:: Provided text
While at Rutgers University in 2000, he began taking classes at Chelsea’s Upright Citizens Brigade Theatre, where he relived some of those formative years via self-immolating monologues. He later moved to the city and, ever since, has been mounting shows that find humor in communal discomfort, whether it’s hosting a stand-up night where comics get pelted with paintballs or leading a bus full of fans to see the house where he lost his virginity.
“He creates this energy where anything can happen,” says The Office star Zach Woods, a longtime friend whom Gethard once talked into infiltrating the ruins of the smallpox hospital on Roosevelt Island (they couldn’t get in, instead stumbling upon a Mormon singles-night party). “And even if it doesn’t end up being that weird or insane, there’s something attractive about somebody who can plant that expectation of magic.”
Gethard’s career has been as unpredictable as his act. In the spring of 2010, after years of perennial star-to-be status at UCB, Gethard was unexpectedly airdropped into his own sitcom, as the lead on Comedy Central’s heavily promoted Big Lake (original star Jon Heder had backed out). But the show lasted a mere ten episodes and convinced Gethard that he would be better off focusing on his own projects—which is how he wound up getting kickboxed on late-night TV.
The Chris Gethard Show had actually begun on the UCB stage in 2009, and last year Gethard traveled to L.A. to pitch a network version. But while producers were intrigued by some of his elaborate crowd-sourced stunts—he and his fans once brow-tweeted Diddy into making a cameo—they deemed a live call-in show too risky.
Instead, Gethard returned to New York and adapted the program to fit within the yeoman-artiste confines of public-access. In the YouTube era, this might seem like an ironic gimmick, but Gethard wanted to re-create the cheaply chaotic feel of both old MTV and Howard Stern’s early-nineties WWOR talk show. And because The Chris Gethard Show is live-streamed, it’s open to a borderless audience of fans, some of whom use Twitter or the phone lines to shape the action in real time. One night, a young woman called in, confused about the show; Gethard told her to come to the studio to hang. “She wound up guest-starring for four straight months,” he says.
::::
:: Input data
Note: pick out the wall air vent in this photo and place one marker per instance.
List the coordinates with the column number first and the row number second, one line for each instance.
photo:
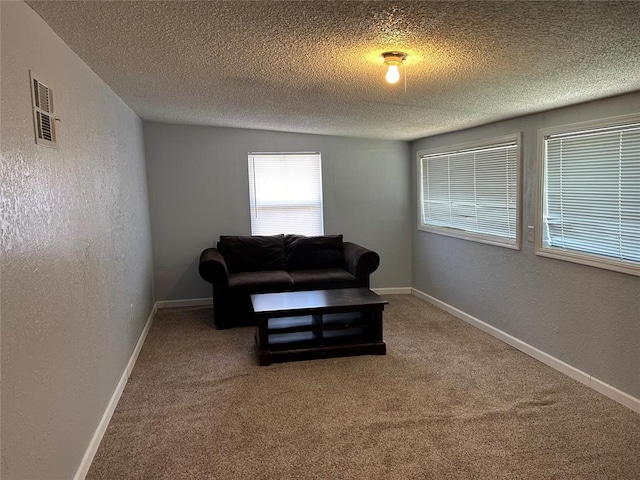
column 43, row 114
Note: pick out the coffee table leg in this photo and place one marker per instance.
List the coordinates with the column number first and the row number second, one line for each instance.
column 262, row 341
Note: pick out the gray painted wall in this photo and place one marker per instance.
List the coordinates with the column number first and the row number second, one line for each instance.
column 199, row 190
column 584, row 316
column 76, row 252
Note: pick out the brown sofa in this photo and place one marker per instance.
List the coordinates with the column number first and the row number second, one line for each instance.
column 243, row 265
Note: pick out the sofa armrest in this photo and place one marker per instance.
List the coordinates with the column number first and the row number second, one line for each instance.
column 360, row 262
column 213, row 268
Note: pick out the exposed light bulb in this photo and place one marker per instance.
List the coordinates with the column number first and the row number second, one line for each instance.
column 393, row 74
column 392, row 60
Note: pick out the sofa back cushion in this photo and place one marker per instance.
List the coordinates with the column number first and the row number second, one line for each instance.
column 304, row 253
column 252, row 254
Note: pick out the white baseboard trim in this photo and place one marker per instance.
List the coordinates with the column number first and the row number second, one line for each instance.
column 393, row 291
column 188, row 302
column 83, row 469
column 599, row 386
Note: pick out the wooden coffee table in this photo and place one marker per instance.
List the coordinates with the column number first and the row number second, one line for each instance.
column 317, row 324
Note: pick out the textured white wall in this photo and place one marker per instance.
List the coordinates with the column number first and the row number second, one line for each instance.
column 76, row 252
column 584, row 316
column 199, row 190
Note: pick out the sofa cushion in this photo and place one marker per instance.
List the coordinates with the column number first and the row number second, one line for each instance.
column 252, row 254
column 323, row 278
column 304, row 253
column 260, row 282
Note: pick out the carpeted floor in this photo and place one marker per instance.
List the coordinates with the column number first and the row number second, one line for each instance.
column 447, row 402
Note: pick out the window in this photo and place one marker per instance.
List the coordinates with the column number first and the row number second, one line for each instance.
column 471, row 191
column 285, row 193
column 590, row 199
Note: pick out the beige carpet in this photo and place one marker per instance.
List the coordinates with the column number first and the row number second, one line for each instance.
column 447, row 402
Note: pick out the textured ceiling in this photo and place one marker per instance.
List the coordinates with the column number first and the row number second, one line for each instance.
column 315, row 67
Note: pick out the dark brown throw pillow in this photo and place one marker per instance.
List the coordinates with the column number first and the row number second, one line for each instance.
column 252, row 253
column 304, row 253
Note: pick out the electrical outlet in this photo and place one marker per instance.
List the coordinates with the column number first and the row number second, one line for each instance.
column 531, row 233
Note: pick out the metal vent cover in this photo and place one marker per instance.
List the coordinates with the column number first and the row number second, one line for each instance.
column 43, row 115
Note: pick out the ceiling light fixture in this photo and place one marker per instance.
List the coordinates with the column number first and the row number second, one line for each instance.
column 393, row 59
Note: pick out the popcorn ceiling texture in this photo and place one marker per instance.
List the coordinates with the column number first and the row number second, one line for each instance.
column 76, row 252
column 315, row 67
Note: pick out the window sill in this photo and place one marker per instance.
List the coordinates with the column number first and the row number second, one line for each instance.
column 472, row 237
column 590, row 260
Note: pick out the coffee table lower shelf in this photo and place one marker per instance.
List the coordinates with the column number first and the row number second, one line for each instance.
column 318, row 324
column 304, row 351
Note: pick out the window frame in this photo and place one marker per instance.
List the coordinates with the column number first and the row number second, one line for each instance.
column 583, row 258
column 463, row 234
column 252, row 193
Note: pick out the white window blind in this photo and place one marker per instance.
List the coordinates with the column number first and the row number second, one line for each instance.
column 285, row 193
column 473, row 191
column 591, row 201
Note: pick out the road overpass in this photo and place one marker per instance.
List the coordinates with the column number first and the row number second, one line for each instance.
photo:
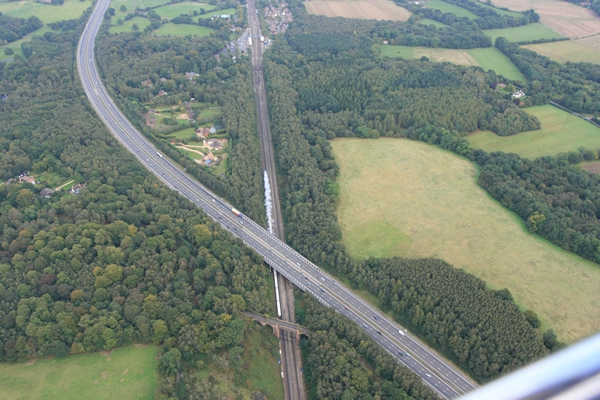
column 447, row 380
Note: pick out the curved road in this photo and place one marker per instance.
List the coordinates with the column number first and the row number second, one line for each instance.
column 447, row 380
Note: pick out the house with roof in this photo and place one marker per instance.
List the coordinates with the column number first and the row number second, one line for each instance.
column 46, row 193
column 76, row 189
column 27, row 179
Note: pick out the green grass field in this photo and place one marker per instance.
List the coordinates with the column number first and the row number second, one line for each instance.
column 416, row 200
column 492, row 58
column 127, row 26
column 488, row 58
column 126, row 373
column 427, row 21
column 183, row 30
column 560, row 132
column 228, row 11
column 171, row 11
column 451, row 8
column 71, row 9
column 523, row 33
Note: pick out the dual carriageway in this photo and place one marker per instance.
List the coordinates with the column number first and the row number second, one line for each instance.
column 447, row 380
::::
Exercise directions: Transcribe the passage about Chris Gethard between "The Chris Gethard Show had" and "show too risky.", inclusive. The listing has no connection to the passage about Chris Gethard.

Result of this task:
The Chris Gethard Show had actually begun on the UCB stage in 2009, and last year Gethard traveled to L.A. to pitch a network version. But while producers were intrigued by some of his elaborate crowd-sourced stunts—he and his fans once brow-tweeted Diddy into making a cameo—they deemed a live call-in show too risky.